** Opening The records block **

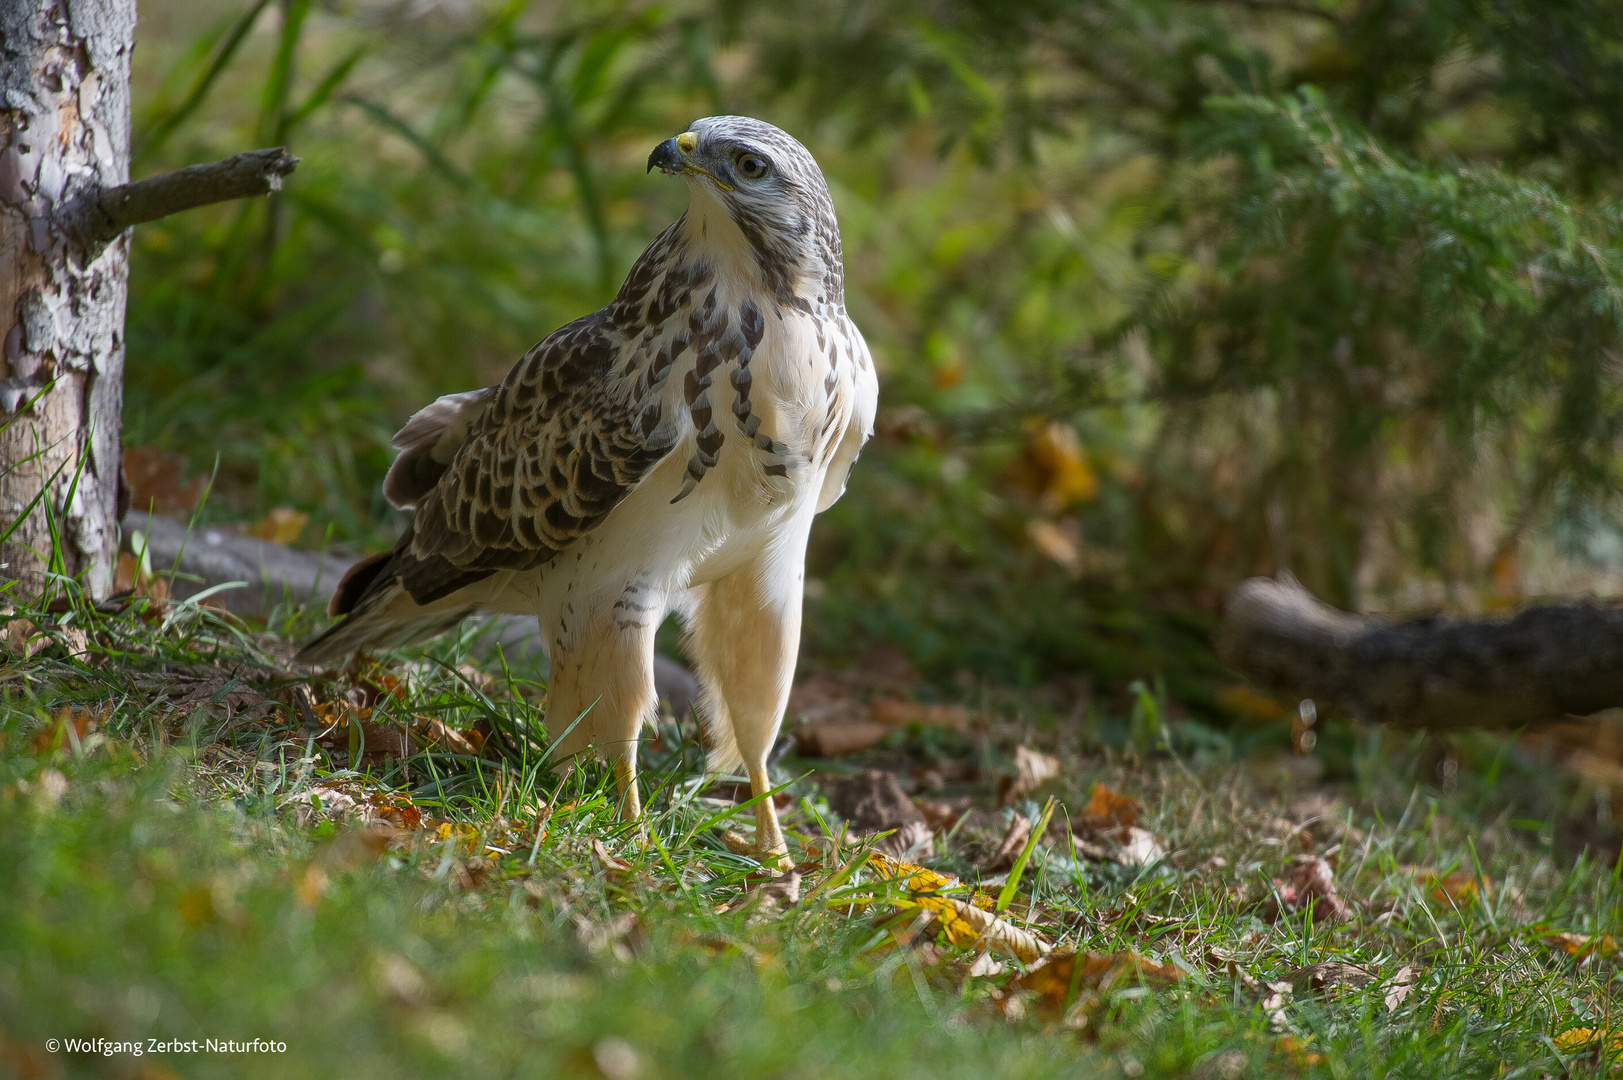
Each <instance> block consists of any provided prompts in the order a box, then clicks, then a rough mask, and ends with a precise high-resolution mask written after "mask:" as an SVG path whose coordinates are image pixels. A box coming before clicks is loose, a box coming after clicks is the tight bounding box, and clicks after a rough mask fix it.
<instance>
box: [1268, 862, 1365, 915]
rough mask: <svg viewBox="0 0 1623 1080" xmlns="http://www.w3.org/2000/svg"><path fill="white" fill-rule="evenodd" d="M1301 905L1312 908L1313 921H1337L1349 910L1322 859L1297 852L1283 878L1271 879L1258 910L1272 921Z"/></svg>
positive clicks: (1276, 878)
mask: <svg viewBox="0 0 1623 1080" xmlns="http://www.w3.org/2000/svg"><path fill="white" fill-rule="evenodd" d="M1303 909H1311V911H1313V921H1315V922H1336V921H1341V919H1345V918H1347V916H1349V914H1350V908H1349V905H1347V901H1345V900H1342V898H1341V896H1339V895H1337V893H1336V877H1334V874H1332V870H1331V866H1329V862H1326V861H1324V859H1318V858H1310V856H1298V858H1297V861H1295V862H1294V864H1292V867H1290V870H1289V872H1287V874H1285V879H1284V880H1281V879H1277V877H1276V879H1274V885H1272V890H1271V892H1269V896H1268V900H1264V901H1263V906H1261V909H1259V911H1258V914H1259V916H1261V918H1263V921H1264V922H1272V921H1276V919H1277V918H1279V916H1281V914H1287V913H1295V911H1303Z"/></svg>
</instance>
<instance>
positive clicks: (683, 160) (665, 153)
mask: <svg viewBox="0 0 1623 1080" xmlns="http://www.w3.org/2000/svg"><path fill="white" fill-rule="evenodd" d="M698 141H700V140H698V136H695V135H693V132H683V133H682V135H677V136H675V138H667V140H665V141H664V143H661V145H659V146H656V148H654V153H651V154H649V156H648V171H649V172H652V171H654V169H659V171H661V172H664V174H665V175H677V174H678V172H685V171H687V169H688V162H687V154H688V153H691V151H693V148H695V146H698Z"/></svg>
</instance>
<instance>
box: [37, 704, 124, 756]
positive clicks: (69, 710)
mask: <svg viewBox="0 0 1623 1080" xmlns="http://www.w3.org/2000/svg"><path fill="white" fill-rule="evenodd" d="M110 710H112V705H110V703H107V705H104V706H102V708H101V711H96V713H93V711H91V710H88V708H84V706H83V705H62V706H58V708H57V711H55V713H54V715H52V716H50V723H49V724H47V726H45V728H42V729H41V731H37V732H34V754H54V752H57V750H67V749H73V747H76V745H80V744H83V742H84V741H86V739H88V737H91V734H94V732H96V731H97V729H99V728H101V724H102V721H104V719H105V718H107V715H109V713H110Z"/></svg>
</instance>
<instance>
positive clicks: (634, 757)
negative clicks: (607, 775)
mask: <svg viewBox="0 0 1623 1080" xmlns="http://www.w3.org/2000/svg"><path fill="white" fill-rule="evenodd" d="M613 778H615V781H617V783H618V786H620V820H622V822H635V820H638V819H641V817H643V796H641V794H638V791H636V747H635V745H633V747H631V757H630V758H617V760H615V763H613Z"/></svg>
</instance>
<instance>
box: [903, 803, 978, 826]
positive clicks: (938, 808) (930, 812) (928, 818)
mask: <svg viewBox="0 0 1623 1080" xmlns="http://www.w3.org/2000/svg"><path fill="white" fill-rule="evenodd" d="M914 806H915V807H919V810H920V812H922V814H923V820H925V825H928V827H930V830H932V832H936V833H946V832H951V828H953V827H954V825H958V819H961V817H962V815H964V810H967V809H969V807H972V806H974V799H971V797H969V796H962V797H958V799H914Z"/></svg>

** Closing The records block **

What the exercise asks:
Express the stretch of rows from their very start through the line containing "box: [1268, 862, 1365, 915]" as a numbered list. Omit blank lines and the pictures.

Result of the exercise:
1. Each <instance> block consists of any provided prompts in the order a box, then clicks, then a rough mask, and ends with a precise high-resolution mask written after "mask:" as an SVG path whose coordinates are image pixels. A box coming before clicks is loose, a box coming after clicks is the tight bounding box, and clicks after a rough mask fix it.
2. <instance>
3. box: [1268, 862, 1365, 915]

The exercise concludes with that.